• [TEXT SHOWN]
________________
- Born: Anthony Marshall Sims October 14, 1985 (age 39) Davenport, Iowa, United States
- Other names: 2.0
- Height: 5 ft 11 in (1.80 m)
- Weight: 155 lb (70 kg; 11 st 1 lb)
- Division: Lightweight
- Reach: 70 in (178 cm)
- Style: Boxing
- Fighting out of: Denver, Colorado, United States
- Team: Elevation Fight Team (2013–present)
- Years active: 2008–present

Mixed martial arts record
- Total: 16
- Wins: 12
- By knockout: 10
- By submission: 2
- Losses: 4
- By submission: 2
- By decision: 2

Other information
- Mixed martial arts record from Sherdog

= Tony Sims =

American mixed martial arts fighter

Anthony Marshall Sims (born October 14, 1985) is an American mixed martial artist who competes in the lightweight division. He is best known for competing in the Ultimate Fighting Championship (UFC).

==Background==
Tony grew up with an older brother in Davenport, Iowa. Urged by their single mother to find some activities, Tony started boxing at the age of seven. He also picked up wrestling at the age of 12. Tony completed his undergraduate degrees in Architecture and Engineering from Iowa State University before completing his graduate studies in University of Minnesota.

== Mixed martial arts career==

=== Ultimate Fighting Championship ===
Sims made his UFC debut against Steve Montgomery on June 27, 2015 at UFC Fight Night: Machida vs. Romero. He won the fight by knockout in the first round.

Sims next fought Olivier Aubin-Mercier on short notice at UFC Fight Night: Holloway vs. Oliveira on August 23, 2015, replacing an injured Chris Wade. He lost the fight to Aubin-Mercier by unanimous decision.

Sims faced Abel Trujillo on January 20, 2016 at UFC 195. He lost the fight by guillotine choke in the first round. He was subsequently released from the promotion.

==Championships and accomplishments==
- Prize FC
  - Prize FC Lightweight Championship (one time)
________________
• [REQUIREMENT A] According to the Tony Sims profile, at what age did he start boxing?
• [REQUIREMENT B] List every opponent the Tony Sims profile names him fighting in the UFC.
• [REQUIREMENT C] Write out the part of the Tony Sims profile between "Anthony Marshall Sims (born" and "University of Minnesota.", inclusive.

Saved entries:
________________
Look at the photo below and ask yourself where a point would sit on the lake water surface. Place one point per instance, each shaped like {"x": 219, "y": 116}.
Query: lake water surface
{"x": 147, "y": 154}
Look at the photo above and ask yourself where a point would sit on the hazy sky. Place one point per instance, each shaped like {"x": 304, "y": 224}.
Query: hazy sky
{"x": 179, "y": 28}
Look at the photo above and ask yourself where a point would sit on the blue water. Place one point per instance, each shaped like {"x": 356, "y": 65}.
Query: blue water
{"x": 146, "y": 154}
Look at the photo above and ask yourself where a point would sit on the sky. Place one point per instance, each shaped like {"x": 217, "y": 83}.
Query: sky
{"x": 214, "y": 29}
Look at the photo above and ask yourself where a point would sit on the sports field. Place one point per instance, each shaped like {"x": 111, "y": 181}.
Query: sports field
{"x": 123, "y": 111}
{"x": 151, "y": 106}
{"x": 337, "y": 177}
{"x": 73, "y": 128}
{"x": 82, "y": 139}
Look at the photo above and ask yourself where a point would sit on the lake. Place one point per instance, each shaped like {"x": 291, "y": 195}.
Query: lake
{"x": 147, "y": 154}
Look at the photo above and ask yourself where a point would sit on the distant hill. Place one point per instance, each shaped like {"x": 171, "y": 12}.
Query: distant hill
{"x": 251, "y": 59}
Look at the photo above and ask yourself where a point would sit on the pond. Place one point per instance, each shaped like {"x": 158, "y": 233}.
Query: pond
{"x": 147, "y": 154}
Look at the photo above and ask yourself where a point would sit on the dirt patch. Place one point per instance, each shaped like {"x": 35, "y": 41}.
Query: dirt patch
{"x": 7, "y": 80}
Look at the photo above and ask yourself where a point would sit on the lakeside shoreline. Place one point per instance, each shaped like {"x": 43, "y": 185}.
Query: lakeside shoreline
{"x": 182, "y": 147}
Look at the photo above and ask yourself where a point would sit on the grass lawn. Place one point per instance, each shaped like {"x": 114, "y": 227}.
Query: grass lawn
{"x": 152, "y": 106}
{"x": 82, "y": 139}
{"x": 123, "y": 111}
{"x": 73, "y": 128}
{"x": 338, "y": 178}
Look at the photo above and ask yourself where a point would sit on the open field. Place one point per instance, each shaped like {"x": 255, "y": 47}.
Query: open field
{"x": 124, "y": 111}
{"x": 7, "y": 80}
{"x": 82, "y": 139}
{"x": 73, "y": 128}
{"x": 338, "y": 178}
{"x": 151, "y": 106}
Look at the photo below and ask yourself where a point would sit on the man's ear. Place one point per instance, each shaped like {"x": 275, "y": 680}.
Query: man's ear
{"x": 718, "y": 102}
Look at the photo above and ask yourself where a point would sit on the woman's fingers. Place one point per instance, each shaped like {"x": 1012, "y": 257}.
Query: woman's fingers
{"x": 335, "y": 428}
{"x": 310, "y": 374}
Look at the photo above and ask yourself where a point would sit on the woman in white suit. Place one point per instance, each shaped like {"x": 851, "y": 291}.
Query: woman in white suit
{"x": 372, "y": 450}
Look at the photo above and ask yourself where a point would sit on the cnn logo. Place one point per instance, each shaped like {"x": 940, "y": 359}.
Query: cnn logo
________________
• [SOLUTION A] He started boxing at the age of seven.

• [SOLUTION B] Steve Montgomery, Olivier Aubin-Mercier, Abel Trujillo

• [SOLUTION C]
Anthony Marshall Sims (born October 14, 1985) is an American mixed martial artist who competes in the lightweight division. He is best known for competing in the Ultimate Fighting Championship (UFC).

==Background==
Tony grew up with an older brother in Davenport, Iowa. Urged by their single mother to find some activities, Tony started boxing at the age of seven. He also picked up wrestling at the age of 12. Tony completed his undergraduate degrees in Architecture and Engineering from Iowa State University before completing his graduate studies in University of Minnesota.